### What the task asks
Pick out and copy every line of the rows below that contains the word "forested". Case counts.

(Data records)

--- Begin ---

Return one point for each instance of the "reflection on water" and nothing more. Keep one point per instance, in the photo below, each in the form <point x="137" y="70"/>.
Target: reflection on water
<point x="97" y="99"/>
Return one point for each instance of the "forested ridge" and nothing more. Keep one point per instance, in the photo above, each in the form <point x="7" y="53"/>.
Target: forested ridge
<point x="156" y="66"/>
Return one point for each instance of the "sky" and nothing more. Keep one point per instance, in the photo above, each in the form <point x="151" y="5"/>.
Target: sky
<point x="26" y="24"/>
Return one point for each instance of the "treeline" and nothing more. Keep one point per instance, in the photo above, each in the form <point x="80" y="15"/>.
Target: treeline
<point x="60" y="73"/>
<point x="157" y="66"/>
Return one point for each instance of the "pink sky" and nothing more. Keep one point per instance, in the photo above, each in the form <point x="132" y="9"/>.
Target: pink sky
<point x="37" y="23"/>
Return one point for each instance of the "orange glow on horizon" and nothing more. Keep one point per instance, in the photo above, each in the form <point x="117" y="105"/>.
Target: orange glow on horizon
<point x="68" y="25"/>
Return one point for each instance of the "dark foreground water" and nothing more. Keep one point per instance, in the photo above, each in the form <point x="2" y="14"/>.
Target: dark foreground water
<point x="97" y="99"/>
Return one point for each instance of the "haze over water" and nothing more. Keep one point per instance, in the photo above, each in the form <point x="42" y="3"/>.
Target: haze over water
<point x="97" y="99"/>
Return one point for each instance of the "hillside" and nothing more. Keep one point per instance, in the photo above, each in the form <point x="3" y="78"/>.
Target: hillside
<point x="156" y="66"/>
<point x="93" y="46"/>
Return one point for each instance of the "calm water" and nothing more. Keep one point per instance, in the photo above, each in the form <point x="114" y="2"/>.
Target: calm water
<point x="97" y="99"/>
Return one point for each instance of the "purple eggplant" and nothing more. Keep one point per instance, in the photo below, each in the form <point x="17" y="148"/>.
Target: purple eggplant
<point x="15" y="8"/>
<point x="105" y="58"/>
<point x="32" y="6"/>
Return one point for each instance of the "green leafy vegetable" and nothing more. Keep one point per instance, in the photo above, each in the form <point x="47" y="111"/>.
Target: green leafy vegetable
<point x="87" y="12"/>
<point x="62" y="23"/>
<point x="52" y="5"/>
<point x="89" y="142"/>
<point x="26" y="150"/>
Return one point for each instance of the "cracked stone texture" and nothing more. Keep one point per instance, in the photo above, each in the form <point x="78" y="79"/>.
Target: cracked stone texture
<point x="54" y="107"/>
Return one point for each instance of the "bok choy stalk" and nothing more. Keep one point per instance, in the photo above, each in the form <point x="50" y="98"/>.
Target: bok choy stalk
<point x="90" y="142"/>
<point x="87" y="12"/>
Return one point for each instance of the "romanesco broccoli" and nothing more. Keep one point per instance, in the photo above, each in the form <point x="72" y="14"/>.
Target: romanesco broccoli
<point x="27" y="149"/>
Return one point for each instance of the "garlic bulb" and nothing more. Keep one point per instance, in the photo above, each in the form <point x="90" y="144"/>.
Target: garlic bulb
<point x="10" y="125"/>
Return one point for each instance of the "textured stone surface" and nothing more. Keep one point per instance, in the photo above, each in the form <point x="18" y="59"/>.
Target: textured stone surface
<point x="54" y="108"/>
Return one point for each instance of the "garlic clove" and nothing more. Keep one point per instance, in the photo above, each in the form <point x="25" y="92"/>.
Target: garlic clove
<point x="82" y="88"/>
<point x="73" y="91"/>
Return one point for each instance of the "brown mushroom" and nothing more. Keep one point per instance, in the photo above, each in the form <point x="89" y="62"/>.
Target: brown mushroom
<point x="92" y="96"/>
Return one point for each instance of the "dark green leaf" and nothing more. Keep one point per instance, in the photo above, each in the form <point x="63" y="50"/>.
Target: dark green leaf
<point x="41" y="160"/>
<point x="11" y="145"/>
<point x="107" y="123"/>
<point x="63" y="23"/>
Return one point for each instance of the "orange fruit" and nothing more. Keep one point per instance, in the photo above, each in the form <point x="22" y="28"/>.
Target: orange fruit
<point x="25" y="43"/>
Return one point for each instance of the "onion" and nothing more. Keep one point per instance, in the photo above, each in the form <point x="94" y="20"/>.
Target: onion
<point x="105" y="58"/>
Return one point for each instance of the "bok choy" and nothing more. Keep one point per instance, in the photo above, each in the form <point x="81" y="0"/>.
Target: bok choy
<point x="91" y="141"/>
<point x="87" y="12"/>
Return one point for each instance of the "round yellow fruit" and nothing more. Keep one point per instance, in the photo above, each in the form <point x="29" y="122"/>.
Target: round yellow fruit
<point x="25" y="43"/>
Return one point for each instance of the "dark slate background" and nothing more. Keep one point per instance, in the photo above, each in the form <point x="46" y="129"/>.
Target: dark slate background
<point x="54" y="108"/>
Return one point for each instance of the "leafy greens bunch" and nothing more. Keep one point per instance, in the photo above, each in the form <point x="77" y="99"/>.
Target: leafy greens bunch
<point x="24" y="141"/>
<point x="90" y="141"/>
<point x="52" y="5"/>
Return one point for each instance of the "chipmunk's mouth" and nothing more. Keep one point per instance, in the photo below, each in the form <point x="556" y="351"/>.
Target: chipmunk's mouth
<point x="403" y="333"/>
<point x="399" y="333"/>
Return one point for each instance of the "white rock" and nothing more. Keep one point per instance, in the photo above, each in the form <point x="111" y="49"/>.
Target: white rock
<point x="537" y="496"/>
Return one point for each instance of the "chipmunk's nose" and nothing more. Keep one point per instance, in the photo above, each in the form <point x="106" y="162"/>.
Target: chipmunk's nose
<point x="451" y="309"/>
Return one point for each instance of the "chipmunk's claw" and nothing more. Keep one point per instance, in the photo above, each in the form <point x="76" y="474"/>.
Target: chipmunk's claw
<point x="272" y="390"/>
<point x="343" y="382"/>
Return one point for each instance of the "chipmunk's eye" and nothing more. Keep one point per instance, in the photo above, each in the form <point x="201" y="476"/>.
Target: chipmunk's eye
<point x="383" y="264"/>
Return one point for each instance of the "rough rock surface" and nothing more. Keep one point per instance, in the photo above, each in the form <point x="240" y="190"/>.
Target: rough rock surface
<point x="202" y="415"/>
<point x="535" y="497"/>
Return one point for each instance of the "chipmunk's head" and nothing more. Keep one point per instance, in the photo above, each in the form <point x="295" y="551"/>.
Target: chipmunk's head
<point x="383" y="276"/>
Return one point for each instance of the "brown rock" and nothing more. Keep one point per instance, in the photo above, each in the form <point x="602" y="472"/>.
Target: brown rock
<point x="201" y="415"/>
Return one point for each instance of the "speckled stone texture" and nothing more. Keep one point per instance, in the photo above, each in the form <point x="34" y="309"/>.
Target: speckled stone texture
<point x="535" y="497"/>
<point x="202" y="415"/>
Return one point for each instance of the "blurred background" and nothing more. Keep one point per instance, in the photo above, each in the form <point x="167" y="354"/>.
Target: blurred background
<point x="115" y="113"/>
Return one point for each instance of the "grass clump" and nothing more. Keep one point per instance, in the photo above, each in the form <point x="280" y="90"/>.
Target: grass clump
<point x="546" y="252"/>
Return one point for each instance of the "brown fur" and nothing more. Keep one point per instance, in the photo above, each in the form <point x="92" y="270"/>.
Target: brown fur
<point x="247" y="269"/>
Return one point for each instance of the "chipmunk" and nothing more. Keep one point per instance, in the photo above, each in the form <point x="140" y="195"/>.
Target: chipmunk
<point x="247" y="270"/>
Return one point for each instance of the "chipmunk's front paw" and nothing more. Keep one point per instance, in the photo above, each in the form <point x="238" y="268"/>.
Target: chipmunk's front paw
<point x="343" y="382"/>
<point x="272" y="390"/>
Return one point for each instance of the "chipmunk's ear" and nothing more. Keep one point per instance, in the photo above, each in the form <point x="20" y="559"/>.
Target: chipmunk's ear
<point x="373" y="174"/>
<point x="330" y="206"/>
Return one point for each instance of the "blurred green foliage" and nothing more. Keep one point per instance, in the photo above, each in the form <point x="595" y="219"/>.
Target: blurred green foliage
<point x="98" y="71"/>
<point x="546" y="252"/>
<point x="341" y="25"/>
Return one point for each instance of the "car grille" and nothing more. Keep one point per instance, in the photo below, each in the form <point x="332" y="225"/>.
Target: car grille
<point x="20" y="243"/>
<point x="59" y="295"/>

--- End ---

### Output of the exercise
Return one point for each instance of the "forested ridge" and nothing more. Keep one point per instance, in the photo above, each in the form <point x="7" y="53"/>.
Target: forested ridge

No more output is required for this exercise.